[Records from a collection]
--- --- ---
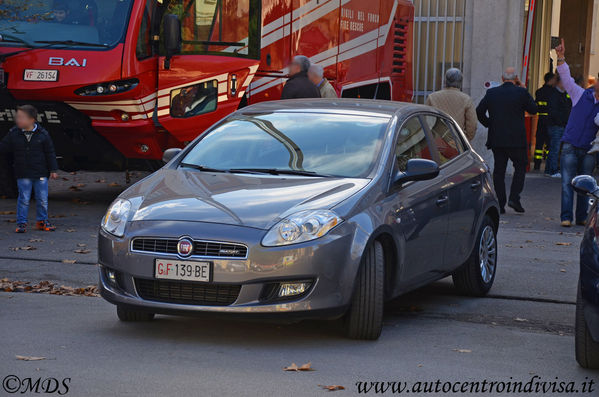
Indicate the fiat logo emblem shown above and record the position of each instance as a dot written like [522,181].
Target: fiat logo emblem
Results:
[185,247]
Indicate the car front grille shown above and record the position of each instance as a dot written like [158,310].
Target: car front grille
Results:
[201,248]
[187,293]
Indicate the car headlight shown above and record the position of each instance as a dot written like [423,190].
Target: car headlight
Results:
[116,217]
[301,226]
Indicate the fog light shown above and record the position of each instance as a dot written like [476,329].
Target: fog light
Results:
[111,275]
[293,289]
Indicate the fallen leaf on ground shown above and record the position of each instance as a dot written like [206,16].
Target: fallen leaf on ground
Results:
[29,358]
[462,350]
[306,367]
[292,367]
[25,248]
[332,387]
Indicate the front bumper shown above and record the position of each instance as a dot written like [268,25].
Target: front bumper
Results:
[330,263]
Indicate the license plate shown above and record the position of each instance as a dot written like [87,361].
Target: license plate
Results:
[182,270]
[40,75]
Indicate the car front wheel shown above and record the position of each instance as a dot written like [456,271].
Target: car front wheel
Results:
[364,319]
[133,315]
[476,276]
[587,350]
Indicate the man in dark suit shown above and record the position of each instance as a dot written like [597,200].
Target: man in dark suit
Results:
[506,105]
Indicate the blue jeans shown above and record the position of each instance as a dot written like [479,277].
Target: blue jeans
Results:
[40,187]
[555,137]
[574,161]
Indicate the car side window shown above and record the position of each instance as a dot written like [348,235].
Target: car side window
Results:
[447,144]
[411,144]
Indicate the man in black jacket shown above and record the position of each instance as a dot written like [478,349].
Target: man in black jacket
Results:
[299,85]
[506,105]
[560,106]
[34,161]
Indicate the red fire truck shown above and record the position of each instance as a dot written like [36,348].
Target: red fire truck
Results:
[119,81]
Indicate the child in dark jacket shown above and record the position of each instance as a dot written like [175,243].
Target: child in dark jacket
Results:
[34,161]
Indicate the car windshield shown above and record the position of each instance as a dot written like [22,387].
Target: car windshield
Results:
[286,143]
[80,23]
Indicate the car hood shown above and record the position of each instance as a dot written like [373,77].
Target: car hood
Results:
[238,199]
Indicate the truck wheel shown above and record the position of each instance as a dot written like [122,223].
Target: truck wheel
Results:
[133,315]
[476,276]
[364,320]
[587,350]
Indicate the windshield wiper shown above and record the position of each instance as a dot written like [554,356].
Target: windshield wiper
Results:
[276,171]
[71,43]
[201,167]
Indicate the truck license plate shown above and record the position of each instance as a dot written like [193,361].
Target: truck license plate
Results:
[182,270]
[40,75]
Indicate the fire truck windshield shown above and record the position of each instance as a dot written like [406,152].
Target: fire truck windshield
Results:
[74,23]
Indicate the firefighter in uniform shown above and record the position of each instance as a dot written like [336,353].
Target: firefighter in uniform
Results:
[542,97]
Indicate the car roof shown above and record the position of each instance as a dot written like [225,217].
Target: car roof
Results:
[340,106]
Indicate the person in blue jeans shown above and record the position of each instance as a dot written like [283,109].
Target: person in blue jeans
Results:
[558,112]
[578,136]
[34,161]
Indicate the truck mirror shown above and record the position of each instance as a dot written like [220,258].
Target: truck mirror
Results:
[172,37]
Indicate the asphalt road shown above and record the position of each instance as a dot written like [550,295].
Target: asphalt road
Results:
[523,329]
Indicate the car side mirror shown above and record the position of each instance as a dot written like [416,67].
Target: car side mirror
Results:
[417,170]
[170,154]
[172,38]
[586,184]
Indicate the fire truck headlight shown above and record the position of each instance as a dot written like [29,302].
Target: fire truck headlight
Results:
[108,88]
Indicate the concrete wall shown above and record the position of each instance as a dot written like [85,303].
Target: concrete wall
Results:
[493,40]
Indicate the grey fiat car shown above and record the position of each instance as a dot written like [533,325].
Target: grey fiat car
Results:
[305,208]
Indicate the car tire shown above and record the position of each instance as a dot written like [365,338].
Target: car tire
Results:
[364,319]
[476,276]
[587,350]
[133,315]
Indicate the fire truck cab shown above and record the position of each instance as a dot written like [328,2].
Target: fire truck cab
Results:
[116,82]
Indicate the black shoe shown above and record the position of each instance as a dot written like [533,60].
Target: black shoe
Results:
[516,206]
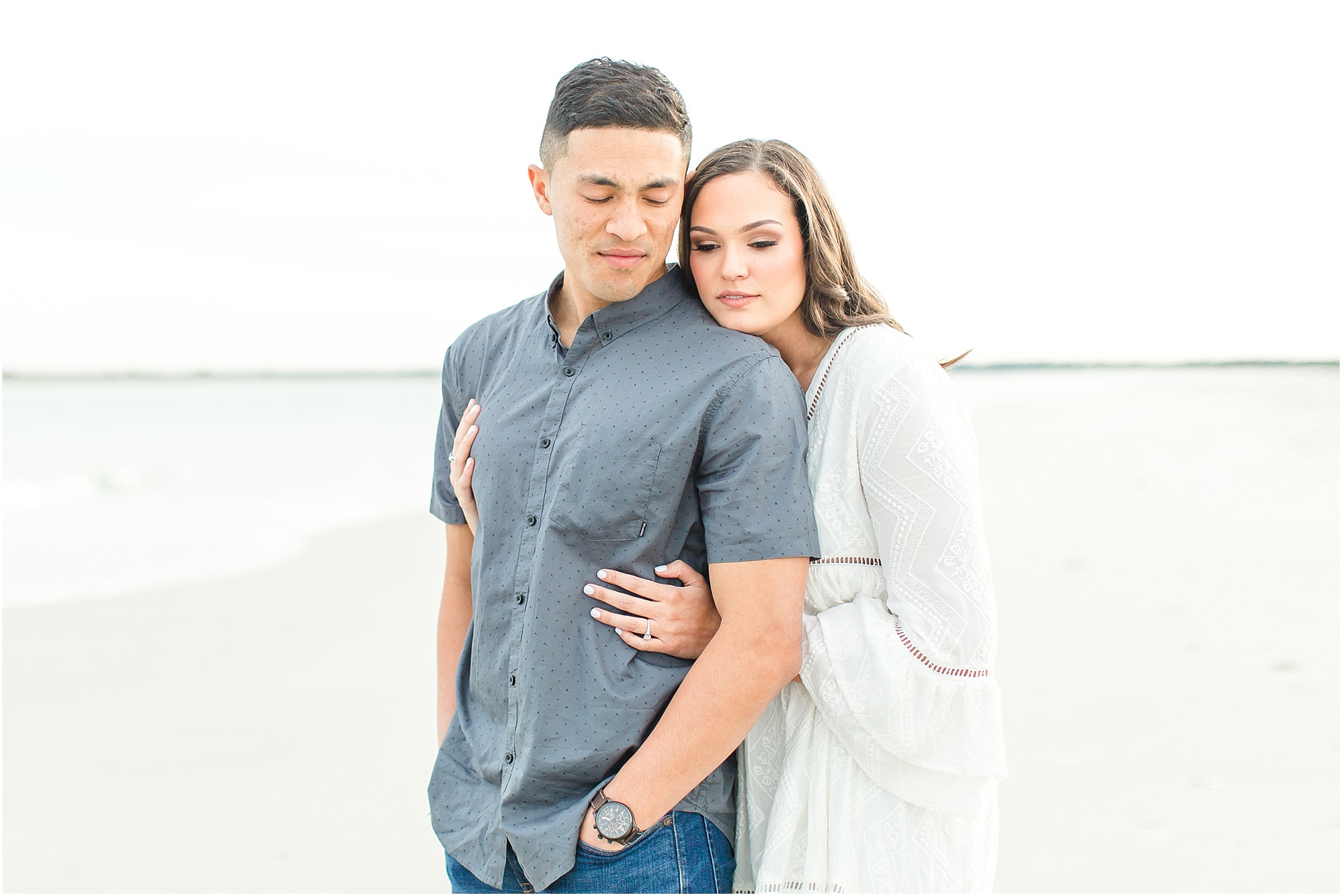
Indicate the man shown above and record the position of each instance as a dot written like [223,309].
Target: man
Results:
[619,428]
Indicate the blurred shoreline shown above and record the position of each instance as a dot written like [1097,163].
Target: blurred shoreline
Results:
[414,373]
[1165,557]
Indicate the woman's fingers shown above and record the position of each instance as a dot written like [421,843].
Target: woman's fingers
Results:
[652,646]
[463,488]
[642,587]
[617,622]
[681,570]
[464,434]
[622,602]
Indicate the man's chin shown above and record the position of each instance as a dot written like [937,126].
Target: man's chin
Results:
[614,285]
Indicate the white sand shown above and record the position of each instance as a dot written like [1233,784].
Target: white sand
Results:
[1165,549]
[273,733]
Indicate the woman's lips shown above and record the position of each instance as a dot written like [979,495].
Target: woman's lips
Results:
[737,300]
[623,262]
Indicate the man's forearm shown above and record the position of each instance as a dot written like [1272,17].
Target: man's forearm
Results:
[749,660]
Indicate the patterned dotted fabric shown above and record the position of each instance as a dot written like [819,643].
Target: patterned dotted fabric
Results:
[657,435]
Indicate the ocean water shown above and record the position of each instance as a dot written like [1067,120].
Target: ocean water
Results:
[120,486]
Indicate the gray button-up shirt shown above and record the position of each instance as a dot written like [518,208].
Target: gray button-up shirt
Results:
[657,435]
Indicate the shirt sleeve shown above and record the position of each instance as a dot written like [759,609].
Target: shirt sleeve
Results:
[902,678]
[443,499]
[753,494]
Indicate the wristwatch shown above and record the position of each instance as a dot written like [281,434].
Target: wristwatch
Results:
[612,820]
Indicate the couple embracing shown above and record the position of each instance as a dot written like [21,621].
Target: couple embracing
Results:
[717,611]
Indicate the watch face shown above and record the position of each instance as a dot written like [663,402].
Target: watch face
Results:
[614,820]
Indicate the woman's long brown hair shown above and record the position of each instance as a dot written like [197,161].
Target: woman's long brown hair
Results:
[838,295]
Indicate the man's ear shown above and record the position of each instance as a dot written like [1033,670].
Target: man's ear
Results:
[540,187]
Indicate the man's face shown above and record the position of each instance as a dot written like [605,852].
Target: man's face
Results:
[615,198]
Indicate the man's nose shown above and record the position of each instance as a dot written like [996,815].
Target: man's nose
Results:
[627,223]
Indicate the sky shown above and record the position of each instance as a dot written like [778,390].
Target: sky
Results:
[283,187]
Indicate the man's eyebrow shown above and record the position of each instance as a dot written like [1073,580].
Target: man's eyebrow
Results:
[596,180]
[600,180]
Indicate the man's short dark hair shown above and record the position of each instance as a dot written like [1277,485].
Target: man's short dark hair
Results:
[605,93]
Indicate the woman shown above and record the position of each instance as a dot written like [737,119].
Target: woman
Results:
[875,770]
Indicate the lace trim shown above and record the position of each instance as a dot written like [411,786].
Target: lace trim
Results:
[851,561]
[820,388]
[944,669]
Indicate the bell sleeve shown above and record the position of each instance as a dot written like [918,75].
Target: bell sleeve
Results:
[904,676]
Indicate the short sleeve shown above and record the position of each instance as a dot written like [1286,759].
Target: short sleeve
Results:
--- --- ---
Put every line of the items above into a JSON list of strings, one string per line, leaving out blank lines and all pictures.

[
  "Indicate the fiat logo emblem shown above and record the position of each instance as a dot written like [522,181].",
  "Target: fiat logo emblem",
  "Results:",
  "[185,247]",
  "Indicate the car front grille shown above and record the position of each instance as a dot written like [158,310].",
  "Target: car front grille",
  "Results:",
  "[201,248]",
  "[187,293]",
  "Indicate the car headlight shown above and record the position of each instance as a dot written like [423,190].",
  "Target: car headlight",
  "Results:",
  "[116,217]",
  "[301,226]",
  "Indicate the fog light shown above and record the position of each instance as a dot written like [476,329].",
  "Target: fog light",
  "Results:",
  "[111,275]",
  "[293,289]",
  "Indicate the fallen leaf on ground shown above and record the position of each instance as a dot written like [206,16].",
  "Target: fallen leaf on ground",
  "Results:",
  "[29,358]",
  "[462,350]",
  "[306,367]",
  "[292,367]",
  "[25,248]",
  "[332,387]",
  "Indicate the front bumper shown above and record the position of each instance as a dot written like [268,25].",
  "Target: front bumper",
  "Results:",
  "[330,263]",
  "Indicate the license plate shown above and record the position of each instance as a dot written like [87,361].",
  "Target: license plate",
  "Results:",
  "[182,270]",
  "[40,75]",
  "Indicate the car front wheel shown above and record the position of each instance as a dot written like [456,271].",
  "Target: car front wheel",
  "Results:",
  "[364,319]",
  "[133,315]",
  "[476,276]",
  "[587,350]",
  "Indicate the man in dark suit shown above and record the position of each instance as a dot written like [597,200].",
  "Target: man in dark suit",
  "Results:",
  "[506,105]",
  "Indicate the blue jeans shown above and record the position of each instance as a dot written like [479,277].",
  "Target: blue jeans",
  "Results:",
  "[40,187]",
  "[555,137]",
  "[574,161]",
  "Indicate the car side window shown above and record the position of each instance as a dot written like [348,235].",
  "Target: car side window",
  "Results:",
  "[447,144]",
  "[411,144]",
  "Indicate the man in black jacket shown above and record the position of each instance as a dot written like [478,349].",
  "Target: man in black jacket",
  "Results:",
  "[299,85]",
  "[506,105]",
  "[560,106]",
  "[34,161]",
  "Indicate the red fire truck shown above and record the position of each instance as a dot written like [36,348].",
  "Target: red fire truck",
  "Results:",
  "[119,81]",
  "Indicate the child in dark jacket shown above and record the position of each instance as a dot written like [175,243].",
  "Target: child in dark jacket",
  "Results:",
  "[34,161]",
  "Indicate the car windshield shown above and record the position of each instance as a dot written like [22,387].",
  "Target: car windshield",
  "Results:",
  "[286,143]",
  "[80,23]",
  "Indicate the car hood shown above and record the position of each instance as a dot written like [373,77].",
  "Target: car hood",
  "Results:",
  "[238,199]",
  "Indicate the truck wheel shown above and record the position of each instance as a dot written like [122,223].",
  "Target: truck wheel",
  "Results:",
  "[133,315]",
  "[476,276]",
  "[364,320]",
  "[587,350]",
  "Indicate the windshield wiper shown above and record the position of each instance as a dot written like [554,356].",
  "Target: windshield wiper",
  "Results:",
  "[276,171]",
  "[71,43]",
  "[201,167]",
  "Indicate the truck license plate shown above and record the position of each instance as a dot written like [193,361].",
  "Target: truck license plate",
  "Results:",
  "[182,270]",
  "[40,75]",
  "Indicate the fire truck windshield shown above and record the position of each instance as a dot written like [406,152].",
  "Target: fire truck windshield",
  "Results:",
  "[74,23]",
  "Indicate the firefighter in uniform shown above and record the position of each instance as a dot written like [336,353].",
  "Target: firefighter in uniform",
  "Results:",
  "[542,97]",
  "Indicate the car roof shown above and record the position of each instance as a dot written like [225,217].",
  "Target: car roof",
  "Results:",
  "[340,106]",
  "Indicate the person in blue jeans shown above and record the position of each instance as a dot written like [283,109].",
  "Target: person in blue jeans",
  "Results:",
  "[558,112]",
  "[578,136]",
  "[34,161]",
  "Indicate the truck mirror shown above and record the position of each instance as a dot written like [220,258].",
  "Target: truck mirror",
  "Results:",
  "[172,37]",
  "Indicate the asphalt road shown above and record the position of each instance as a dot written like [550,295].",
  "Target: asphalt road",
  "Results:",
  "[523,329]",
  "Indicate the car side mirror shown above and record the position of each instance as a dot written like [416,67].",
  "Target: car side mirror",
  "Results:",
  "[417,170]",
  "[170,154]",
  "[172,38]",
  "[586,184]",
  "Indicate the fire truck headlight shown above and record the position of each instance as a dot written like [29,302].",
  "Target: fire truck headlight",
  "Results:",
  "[108,88]",
  "Indicate the concrete wall shown above and record the position of each instance as a dot written like [85,303].",
  "Target: concrete wall",
  "Results:",
  "[493,40]",
  "Indicate the grey fiat car shown above and record the position of each instance as a dot written like [533,325].",
  "Target: grey fiat car",
  "Results:",
  "[305,208]",
  "Indicate the car tire shown above and record the position of each instance as a dot written like [365,338].",
  "Target: car tire",
  "Results:",
  "[364,319]",
  "[476,276]",
  "[587,350]",
  "[133,315]",
  "Indicate the fire truck cab shown above and record the position of each instance as a dot written like [328,2].",
  "Target: fire truck cab",
  "Results:",
  "[116,82]",
  "Indicate the black shoe shown above and record the position of each instance as a dot written like [533,60].",
  "Target: black shoe",
  "Results:",
  "[516,206]",
  "Indicate the man shown above and record the position of each instance as a dot written like [223,309].",
  "Target: man",
  "Results:",
  "[619,428]",
  "Indicate the blurred shoreline shown above and record the position of each instance as a dot written like [1097,163].",
  "Target: blurred shoreline",
  "Results:",
  "[414,373]",
  "[1165,557]",
  "Indicate the woman's fingers shown above and record the position of each instance as a dot written like [421,843].",
  "Target: woman's fingers",
  "Results:",
  "[652,646]",
  "[463,488]",
  "[642,587]",
  "[617,622]",
  "[681,570]",
  "[464,434]",
  "[622,602]",
  "Indicate the man's chin shown above and record the position of each instance as a dot written like [937,126].",
  "Target: man's chin",
  "Results:",
  "[614,285]",
  "Indicate the white sand shown above and record the position of each instance as a dot written like [1233,784].",
  "Target: white sand",
  "Results:",
  "[1165,549]",
  "[273,733]",
  "Indicate the woman's lips shown above and record the position of each instance as a dot written like [979,495].",
  "Target: woman's lips",
  "Results:",
  "[737,300]",
  "[623,262]",
  "Indicate the man's forearm shown above and record the position of each instance as a dot written like [1272,17].",
  "Target: man's forearm",
  "Results:",
  "[749,660]",
  "Indicate the patterned dotted fabric shown above and record the position of each instance as a dot written like [819,643].",
  "Target: patterned dotted fabric",
  "Results:",
  "[657,435]",
  "Indicate the ocean water shown above and record the position of each instance as a dot written like [1067,120].",
  "Target: ocean water",
  "Results:",
  "[120,486]",
  "Indicate the gray button-up shirt shown above and record the position of each instance as a dot written like [518,208].",
  "Target: gray button-up shirt",
  "Results:",
  "[657,435]",
  "Indicate the shirt sleeve shown above and record the position of each instance as a dot written like [759,609].",
  "Target: shirt sleeve",
  "Results:",
  "[902,678]",
  "[443,499]",
  "[753,494]",
  "Indicate the wristwatch shown above and record the position of each instance as a dot written like [281,434].",
  "Target: wristwatch",
  "Results:",
  "[612,820]",
  "Indicate the couple embracing shown above and record the position of each instance as a dot written like [21,621].",
  "Target: couple embracing",
  "Results:",
  "[717,611]",
  "Indicate the watch face shown above and record the position of each instance as a dot written like [663,402].",
  "Target: watch face",
  "Results:",
  "[614,820]",
  "Indicate the woman's long brown hair shown above and record the position of each instance as a dot written like [197,161].",
  "Target: woman's long brown hair",
  "Results:",
  "[838,295]",
  "Indicate the man's ear shown above and record the position of each instance as a dot written like [1033,670].",
  "Target: man's ear",
  "Results:",
  "[540,187]",
  "Indicate the man's face shown above and record the position of each instance as a dot written like [605,852].",
  "Target: man's face",
  "Results:",
  "[615,198]",
  "Indicate the man's nose shown above and record the position of each instance as a dot written like [996,815].",
  "Target: man's nose",
  "Results:",
  "[627,223]",
  "Indicate the sky shown above and record the position of each instance as a dot written like [778,390].",
  "Target: sky",
  "Results:",
  "[283,187]",
  "Indicate the man's eyebrow shown above and record the position of each instance as a dot written like [1073,580].",
  "Target: man's eyebrow",
  "Results:",
  "[596,180]",
  "[600,180]",
  "Indicate the man's short dark hair shown above and record the position of each instance as a dot written like [1277,485].",
  "Target: man's short dark hair",
  "Results:",
  "[605,93]",
  "Indicate the woman shown above and record the position of each instance as a dot written like [737,119].",
  "Target: woman",
  "Results:",
  "[875,770]",
  "Indicate the lace trim shown above and record the position of each instance as a dot written like [411,786].",
  "Target: lace trim",
  "Results:",
  "[851,561]",
  "[820,388]",
  "[944,669]",
  "Indicate the bell sleeve shown above and record the position of each instance as a dot written like [918,75].",
  "Target: bell sleeve",
  "Results:",
  "[904,676]",
  "Indicate the short sleeve shown above and record the position of each instance as a dot written like [1286,759].",
  "Target: short sleeve",
  "Results:"
]